- [Your goal] Search the entries below for "blue" and copy each matching line.

-------- The records --------

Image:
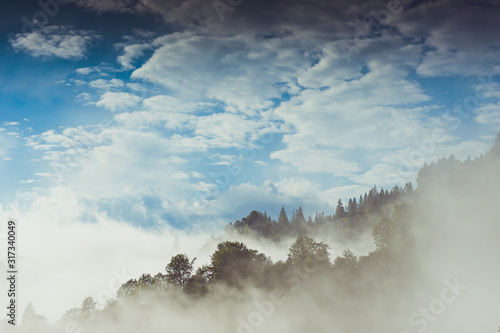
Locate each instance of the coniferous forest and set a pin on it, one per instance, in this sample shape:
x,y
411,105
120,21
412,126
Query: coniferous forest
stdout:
x,y
432,254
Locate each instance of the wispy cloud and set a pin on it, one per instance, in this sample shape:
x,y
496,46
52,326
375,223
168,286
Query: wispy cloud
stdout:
x,y
62,42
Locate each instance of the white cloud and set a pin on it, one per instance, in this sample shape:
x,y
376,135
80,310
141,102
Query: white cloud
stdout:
x,y
489,114
55,42
225,72
118,100
107,85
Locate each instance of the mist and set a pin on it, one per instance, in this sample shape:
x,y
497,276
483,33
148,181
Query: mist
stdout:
x,y
440,276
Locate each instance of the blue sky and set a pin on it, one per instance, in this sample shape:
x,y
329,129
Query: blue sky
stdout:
x,y
155,112
126,123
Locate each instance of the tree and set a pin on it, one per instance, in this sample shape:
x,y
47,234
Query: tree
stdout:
x,y
347,262
233,262
306,252
283,223
179,270
352,211
298,223
386,234
339,210
198,284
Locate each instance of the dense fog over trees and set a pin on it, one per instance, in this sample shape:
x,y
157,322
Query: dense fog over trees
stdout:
x,y
433,268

--------

- [Worked solution]
Locate each instance of the blue sky and set a pin on it, one per instance, in this sample shape:
Query: blue sky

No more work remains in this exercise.